** SOURCE INFORMATION follows **

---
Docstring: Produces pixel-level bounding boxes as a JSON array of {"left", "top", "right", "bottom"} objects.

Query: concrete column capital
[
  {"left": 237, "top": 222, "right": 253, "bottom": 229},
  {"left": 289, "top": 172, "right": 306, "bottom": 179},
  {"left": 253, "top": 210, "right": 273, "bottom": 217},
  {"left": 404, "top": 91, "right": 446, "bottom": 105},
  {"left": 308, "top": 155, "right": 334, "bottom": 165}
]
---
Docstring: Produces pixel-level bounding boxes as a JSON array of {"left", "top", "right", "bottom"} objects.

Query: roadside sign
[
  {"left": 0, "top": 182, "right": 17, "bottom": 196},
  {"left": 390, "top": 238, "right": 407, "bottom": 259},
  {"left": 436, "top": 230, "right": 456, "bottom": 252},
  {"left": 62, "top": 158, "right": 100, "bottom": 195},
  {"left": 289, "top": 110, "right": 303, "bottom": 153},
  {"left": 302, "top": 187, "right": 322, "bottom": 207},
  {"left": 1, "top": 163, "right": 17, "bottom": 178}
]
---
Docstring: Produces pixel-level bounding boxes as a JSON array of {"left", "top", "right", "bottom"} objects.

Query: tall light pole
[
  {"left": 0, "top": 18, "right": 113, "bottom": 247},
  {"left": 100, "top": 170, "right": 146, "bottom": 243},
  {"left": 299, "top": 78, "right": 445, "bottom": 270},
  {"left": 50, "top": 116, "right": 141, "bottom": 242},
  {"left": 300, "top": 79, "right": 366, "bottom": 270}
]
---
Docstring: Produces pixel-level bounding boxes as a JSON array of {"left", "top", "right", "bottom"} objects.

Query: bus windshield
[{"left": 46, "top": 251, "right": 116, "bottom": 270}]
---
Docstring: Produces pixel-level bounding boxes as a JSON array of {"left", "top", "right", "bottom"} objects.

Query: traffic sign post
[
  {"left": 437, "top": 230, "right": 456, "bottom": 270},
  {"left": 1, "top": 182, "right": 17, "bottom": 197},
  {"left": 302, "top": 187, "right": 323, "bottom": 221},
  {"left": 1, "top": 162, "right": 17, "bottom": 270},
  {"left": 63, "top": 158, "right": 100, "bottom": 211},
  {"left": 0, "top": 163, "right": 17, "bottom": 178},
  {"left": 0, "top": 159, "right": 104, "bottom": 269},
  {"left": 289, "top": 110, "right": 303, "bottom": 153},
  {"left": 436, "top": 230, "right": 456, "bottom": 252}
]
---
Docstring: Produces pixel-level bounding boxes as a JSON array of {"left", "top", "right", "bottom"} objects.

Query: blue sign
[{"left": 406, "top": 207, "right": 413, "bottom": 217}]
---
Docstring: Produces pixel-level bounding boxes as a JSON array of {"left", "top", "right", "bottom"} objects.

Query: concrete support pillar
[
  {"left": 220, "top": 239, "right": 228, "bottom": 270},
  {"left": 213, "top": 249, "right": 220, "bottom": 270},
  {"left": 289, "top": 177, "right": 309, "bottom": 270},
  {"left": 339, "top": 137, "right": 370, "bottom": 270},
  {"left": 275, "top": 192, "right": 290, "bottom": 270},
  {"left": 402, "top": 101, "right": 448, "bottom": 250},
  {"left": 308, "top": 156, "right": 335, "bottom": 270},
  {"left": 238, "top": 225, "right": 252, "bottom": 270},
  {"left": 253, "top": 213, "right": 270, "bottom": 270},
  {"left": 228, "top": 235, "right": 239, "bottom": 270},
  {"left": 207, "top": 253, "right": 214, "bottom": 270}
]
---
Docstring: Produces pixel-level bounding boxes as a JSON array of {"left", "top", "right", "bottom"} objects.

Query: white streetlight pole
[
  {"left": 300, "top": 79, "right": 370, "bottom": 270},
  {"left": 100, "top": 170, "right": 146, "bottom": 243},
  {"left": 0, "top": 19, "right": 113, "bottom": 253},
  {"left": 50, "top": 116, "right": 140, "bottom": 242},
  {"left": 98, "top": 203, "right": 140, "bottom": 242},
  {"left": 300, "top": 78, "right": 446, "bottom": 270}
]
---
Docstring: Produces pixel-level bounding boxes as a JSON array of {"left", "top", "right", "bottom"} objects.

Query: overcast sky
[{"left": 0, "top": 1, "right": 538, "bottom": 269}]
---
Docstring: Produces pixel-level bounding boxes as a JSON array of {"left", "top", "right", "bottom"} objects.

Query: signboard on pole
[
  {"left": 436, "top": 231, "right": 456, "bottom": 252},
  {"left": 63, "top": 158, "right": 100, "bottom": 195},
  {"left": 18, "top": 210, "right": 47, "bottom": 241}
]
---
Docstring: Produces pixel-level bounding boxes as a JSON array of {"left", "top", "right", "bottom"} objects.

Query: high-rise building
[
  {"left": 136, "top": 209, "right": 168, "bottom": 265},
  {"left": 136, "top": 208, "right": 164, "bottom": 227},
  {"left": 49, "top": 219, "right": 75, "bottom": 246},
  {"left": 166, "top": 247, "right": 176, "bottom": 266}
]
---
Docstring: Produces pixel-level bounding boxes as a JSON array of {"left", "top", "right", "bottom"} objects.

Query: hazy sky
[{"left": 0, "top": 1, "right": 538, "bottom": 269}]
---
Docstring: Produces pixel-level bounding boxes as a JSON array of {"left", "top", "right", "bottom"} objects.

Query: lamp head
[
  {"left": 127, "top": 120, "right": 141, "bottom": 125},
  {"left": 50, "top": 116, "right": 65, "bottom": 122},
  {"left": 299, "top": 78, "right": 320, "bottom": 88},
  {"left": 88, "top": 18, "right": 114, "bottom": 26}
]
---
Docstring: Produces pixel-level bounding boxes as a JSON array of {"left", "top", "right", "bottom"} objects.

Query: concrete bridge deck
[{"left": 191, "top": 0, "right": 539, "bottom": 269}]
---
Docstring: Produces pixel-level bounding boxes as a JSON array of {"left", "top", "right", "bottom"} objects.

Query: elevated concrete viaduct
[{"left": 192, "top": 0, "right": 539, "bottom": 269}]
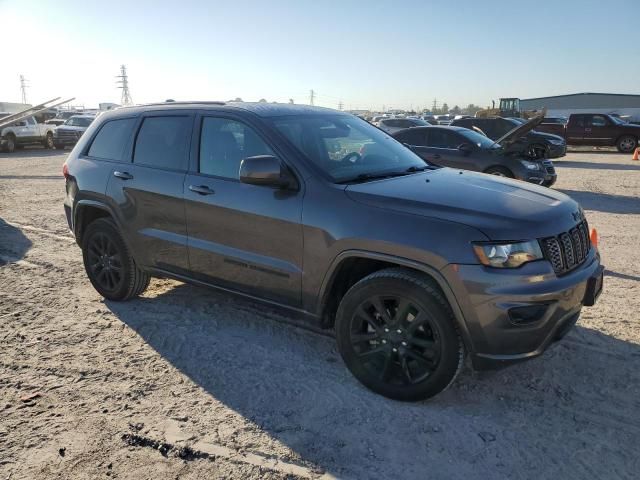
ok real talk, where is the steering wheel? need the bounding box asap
[340,151,362,164]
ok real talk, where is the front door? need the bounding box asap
[584,114,615,146]
[184,114,304,307]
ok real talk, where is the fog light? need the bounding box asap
[508,305,548,325]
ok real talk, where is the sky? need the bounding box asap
[1,0,639,111]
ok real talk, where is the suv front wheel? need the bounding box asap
[335,268,464,401]
[82,218,150,301]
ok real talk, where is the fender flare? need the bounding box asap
[316,250,474,353]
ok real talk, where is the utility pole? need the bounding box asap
[117,65,133,106]
[432,98,438,113]
[309,89,315,106]
[19,75,28,104]
[338,100,343,111]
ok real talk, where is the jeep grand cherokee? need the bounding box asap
[63,102,604,401]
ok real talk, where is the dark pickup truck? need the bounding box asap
[536,113,640,153]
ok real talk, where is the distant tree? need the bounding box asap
[462,104,483,115]
[289,98,294,104]
[451,105,461,115]
[441,103,449,114]
[234,97,243,102]
[258,98,267,103]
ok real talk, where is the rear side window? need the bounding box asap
[133,116,191,170]
[426,130,459,148]
[396,128,427,145]
[88,118,136,161]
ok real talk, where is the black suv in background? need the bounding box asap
[63,102,603,401]
[451,116,566,160]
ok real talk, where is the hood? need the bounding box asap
[495,110,546,147]
[345,168,582,240]
[56,125,87,132]
[527,130,565,142]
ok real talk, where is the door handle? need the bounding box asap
[189,184,215,195]
[113,171,134,180]
[585,128,592,132]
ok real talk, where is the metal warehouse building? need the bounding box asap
[520,92,640,121]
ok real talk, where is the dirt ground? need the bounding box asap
[1,148,639,480]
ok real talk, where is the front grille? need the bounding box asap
[540,220,590,274]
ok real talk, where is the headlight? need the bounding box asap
[519,160,541,170]
[473,241,544,268]
[549,139,565,146]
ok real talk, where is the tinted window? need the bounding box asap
[426,129,460,148]
[572,115,585,128]
[133,116,191,170]
[199,118,274,179]
[590,115,608,127]
[88,118,136,161]
[396,128,427,145]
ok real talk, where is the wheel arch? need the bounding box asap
[316,250,474,352]
[73,200,117,246]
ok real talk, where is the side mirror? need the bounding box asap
[239,155,293,189]
[458,143,474,155]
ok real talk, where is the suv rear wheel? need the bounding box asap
[335,268,464,401]
[82,218,150,301]
[484,166,514,178]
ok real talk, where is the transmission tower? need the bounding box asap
[19,75,29,104]
[117,65,133,106]
[309,89,315,106]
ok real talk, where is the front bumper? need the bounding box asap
[547,143,567,159]
[442,250,602,370]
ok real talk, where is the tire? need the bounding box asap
[335,268,464,401]
[54,143,65,150]
[3,135,16,153]
[616,135,637,153]
[525,143,547,160]
[81,217,150,301]
[44,132,54,149]
[484,166,514,178]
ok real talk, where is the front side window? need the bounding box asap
[590,115,608,127]
[199,118,274,179]
[271,115,426,183]
[427,129,459,149]
[87,118,136,161]
[133,116,191,170]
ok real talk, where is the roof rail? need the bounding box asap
[122,100,226,108]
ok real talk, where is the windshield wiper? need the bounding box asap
[337,165,429,184]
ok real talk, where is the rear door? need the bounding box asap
[566,114,586,144]
[184,113,304,306]
[105,111,192,273]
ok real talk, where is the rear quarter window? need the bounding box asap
[87,118,136,161]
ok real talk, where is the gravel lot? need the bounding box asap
[1,149,639,480]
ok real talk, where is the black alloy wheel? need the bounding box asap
[336,268,464,401]
[86,231,125,295]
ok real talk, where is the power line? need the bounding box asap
[19,75,28,104]
[116,65,133,106]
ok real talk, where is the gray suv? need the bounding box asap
[63,102,604,401]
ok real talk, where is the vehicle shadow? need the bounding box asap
[557,160,640,171]
[558,189,640,214]
[565,148,621,155]
[106,281,640,480]
[605,269,640,282]
[0,218,32,265]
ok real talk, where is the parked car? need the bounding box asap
[535,113,640,153]
[378,117,429,134]
[0,113,56,152]
[392,122,557,186]
[421,115,438,125]
[53,115,95,150]
[434,115,453,125]
[63,102,603,401]
[451,116,566,159]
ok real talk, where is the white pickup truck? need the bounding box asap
[0,113,56,152]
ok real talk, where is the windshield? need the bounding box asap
[610,115,627,125]
[458,129,500,149]
[271,115,427,182]
[65,117,92,127]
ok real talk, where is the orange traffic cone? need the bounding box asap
[633,147,640,161]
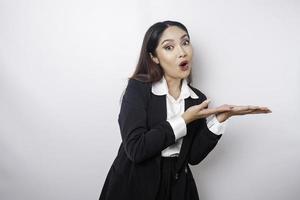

** End of SOURCE INFORMATION **

• _TASK DESCRIPTION_
What you set down should be exactly the lines from the line containing "ok real talk, where is the windshield?" to the last line of the entries above, both included, with no pictures.

• _TASK SOLUTION_
ok real talk, where is the windshield? need the bounding box asap
[610,115,627,125]
[458,129,500,149]
[271,115,427,182]
[65,117,92,127]
ok real talk, where is the orange traffic cone? need the bounding box asap
[633,147,640,161]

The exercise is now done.